* [EXERCISES TO COMPLETE]
(a) Reproduce the stretch of the rule analysis from "8. Consultation With" through "5 CFR 1320.4(a)(2).", word for word.
(b) According to the rule analysis, which section of 43 CFR lists the extraordinary circumstances that would require further analysis under NEPA?
(c) Give the number of every Executive Order cited in the rule analysis.

* [EXTRACT TO READ]
Under the criteria in section 1 of Executive Order 13132, the proposed rule would not have sufficient Federalism implications to warrant the preparation of a Federalism summary impact statement. The management of Federal oil and gas is the responsibility of the Secretary of the Interior, and ONRR distributes all of the royalties that we collect under Federal oil and gas leases as specified in the relevant disbursement statutes. This rule will not impose administrative costs on States or local governments. This rule also will not substantially and directly affect the relationship between the Federal and State governments. Because this rule will not alter that relationship, it does not require a Federalism summary impact statement.

7. Civil Justice Reform (Executive Order 12988)

The proposed rule complies with the requirements of Executive Order 12988. Specifically, this rule:

a. Will meet the criteria of Section 3(a), which requires that we review all regulations to eliminate errors and ambiguity and write them to minimize litigation.

b. Will meet the criteria of Section 3(b)(2), which requires that we write all regulations in clear language using clear legal standards.

8. Consultation With Indian Tribal Governments (Executive Order 13175)

Under the criteria in Executive Order 13175, ONRR evaluated the proposed rule and determined that it will not substantially affect Federally recognized Indian tribes. The proposed rule only affects Federal, not Indian, oil and gas leases. For Indian coal leases, ONRR estimated that the proposed rule would not alter the royalty valuation of Indian coal.

9. Paperwork Reduction Act

The proposed rule:

(a) Will not contain any new information collection requirements.

(b) Will not require a submission to OMB under the Paperwork Reduction Act of 1995 (44 U.S.C. 3501 et seq.). See 5 CFR 1320.4(a)(2).

The proposed rule will leave intact the information collection requirements that OMB has already approved under OMB Control Numbers 1012-0004, 1012-0005, and 1012-0010.

10. National Environmental Policy Act

This rule does not constitute a major Federal action significantly affecting the quality of the human environment. ONRR is not required to provide a detailed statement under the National Environmental Policy Act of 1969 (NEPA) because this rule qualifies for a categorical exclusion under 43 CFR 46.210(c) and (i) and the Department of the Interior's Departmental Manual, part 516, section 15.4.D: “(c) Routine financial transactions including such things as . . . audits, fees, bonds, and royalties . . . [and] (i) [p]olicies, directives, regulations, and guidelines . . . [t]hat are of an administrative, financial, legal, technical, or procedural nature.” ONRR also determined that this rule is not involved in any of the extraordinary circumstances listed in 43 CFR 46.215 that require further analysis Start Printed Page 62074under NEPA. The changes resulting from the proposed amendments will have no consequence on the physical environment. The proposed rule does not alter, in any material way, natural resources exploration, production, or transportation.

* [EXTRACTED ENTRIES]

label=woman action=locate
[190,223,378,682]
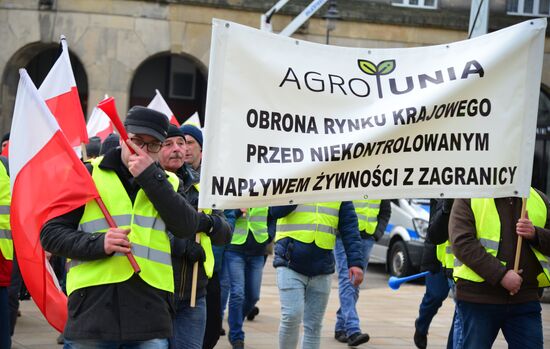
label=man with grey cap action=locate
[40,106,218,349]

...

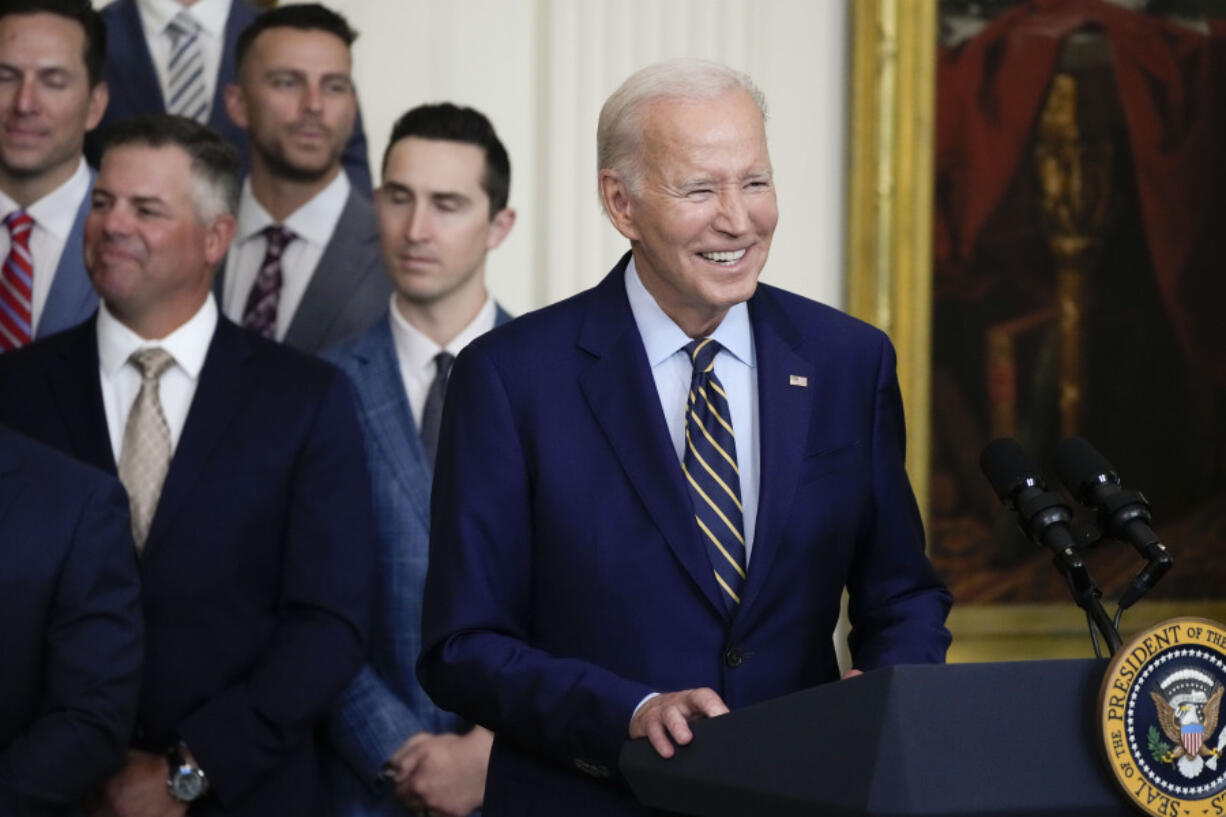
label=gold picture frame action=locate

* * *

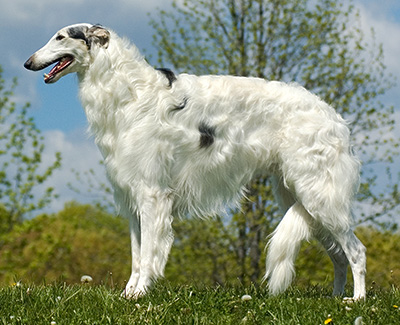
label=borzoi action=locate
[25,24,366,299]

* [PER-TASK OUTPUTS]
(a)
8. Consultation With Indian Tribal Governments (Executive Order 13175)

Under the criteria in Executive Order 13175, ONRR evaluated the proposed rule and determined that it will not substantially affect Federally recognized Indian tribes. The proposed rule only affects Federal, not Indian, oil and gas leases. For Indian coal leases, ONRR estimated that the proposed rule would not alter the royalty valuation of Indian coal.

9. Paperwork Reduction Act

The proposed rule:

(a) Will not contain any new information collection requirements.

(b) Will not require a submission to OMB under the Paperwork Reduction Act of 1995 (44 U.S.C. 3501 et seq.). See 5 CFR 1320.4(a)(2).

(b) 43 CFR 46.215

(c)
Executive Order 13132
Executive Order 12988
Executive Order 13175